■ EXERCISE INSTRUCTIONS ■
Reproduce the passage on children's pesticide exposure word for word, starting at "Minnesota leukemia incidence" and ending at "per 100,000, respectively.".

■ PASSAGE ■
Start of Block
"Kids are on the frontline in Minnesota," the Pesticide Action Network warns in a recently released report on the effects of children's exposure to pesticides. "Kids are more vulnerable to chemical exposure," Lex Horan of the Pesticide Action Network told a Park Rapids area audience this week. "They haven't developed the biological defense mechanisms. When kids are exposed at a critical moment of development it can have a lifelong effect." The report's review of government health trend data and recent academic research found:
• Childhood health harms (from 1975 to 2012) have risen significantly. Developmental disabilities in kids ages 3-17 were up 17 percent from 1997 to 2008; ADHD (attention-deficit/ hyperactivity disorder) rose 33 percent in the same period.
• Autism spectrum disorder rose 123 percent at age 8 from 2002 to 2012. The rate of children diagnosed with ASD is slightly higher than the national average.
• According to the Centers for Disease Control and Prevention, leukemia and brain tumors are the most common - and fastest rising — types of cancer among children.
These two childhood cancers have risen 40 to 50 percent since 1975. There are links between pesticide exposure and the increased risk of leukemia and brain tumors, the report states.
The overall childhood cancer rate in Minnesota is slightly above the national average, and overall incidence of leukemia and non-Hodgkin are higher.
Minnesota leukemia incidence is 16.0 per 100,000 and non-Hodgkin lymphoma 23.0 per 100,000, compared to the nationwide numbers of 13.2 and 19.2 per 100,000, respectively.
Children in agricultural communities are exposed to pesticides above and beyond the widely shared exposures from food residues and applications in schools, parks, homes and gardens, the report points out.
End of Block
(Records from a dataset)
Start of Block
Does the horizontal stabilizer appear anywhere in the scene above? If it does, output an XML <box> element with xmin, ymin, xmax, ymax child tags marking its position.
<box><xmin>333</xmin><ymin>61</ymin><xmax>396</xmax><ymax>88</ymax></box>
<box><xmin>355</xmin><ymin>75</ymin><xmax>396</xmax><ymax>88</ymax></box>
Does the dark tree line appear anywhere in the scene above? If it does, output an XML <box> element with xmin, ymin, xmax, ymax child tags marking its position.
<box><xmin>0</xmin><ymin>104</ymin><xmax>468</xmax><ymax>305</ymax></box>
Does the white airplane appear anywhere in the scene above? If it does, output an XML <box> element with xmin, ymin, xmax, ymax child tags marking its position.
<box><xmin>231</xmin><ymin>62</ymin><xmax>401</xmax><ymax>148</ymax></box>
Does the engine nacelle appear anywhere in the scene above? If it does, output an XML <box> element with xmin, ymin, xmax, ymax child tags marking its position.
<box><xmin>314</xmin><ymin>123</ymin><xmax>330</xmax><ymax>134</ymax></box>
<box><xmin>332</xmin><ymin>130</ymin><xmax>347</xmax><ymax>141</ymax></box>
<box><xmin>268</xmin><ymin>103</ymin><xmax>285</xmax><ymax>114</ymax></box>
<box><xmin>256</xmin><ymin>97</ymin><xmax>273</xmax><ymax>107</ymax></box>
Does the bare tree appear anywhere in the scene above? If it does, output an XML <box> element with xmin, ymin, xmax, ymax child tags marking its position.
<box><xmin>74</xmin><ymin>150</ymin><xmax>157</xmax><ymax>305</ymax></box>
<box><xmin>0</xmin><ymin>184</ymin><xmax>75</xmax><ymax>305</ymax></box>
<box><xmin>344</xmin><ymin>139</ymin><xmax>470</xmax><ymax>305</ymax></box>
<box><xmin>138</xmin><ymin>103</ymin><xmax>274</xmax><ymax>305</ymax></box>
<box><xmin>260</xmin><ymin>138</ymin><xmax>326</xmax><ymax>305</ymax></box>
End of Block
■ REPLY ■
Minnesota leukemia incidence is 16.0 per 100,000 and non-Hodgkin lymphoma 23.0 per 100,000, compared to the nationwide numbers of 13.2 and 19.2 per 100,000, respectively.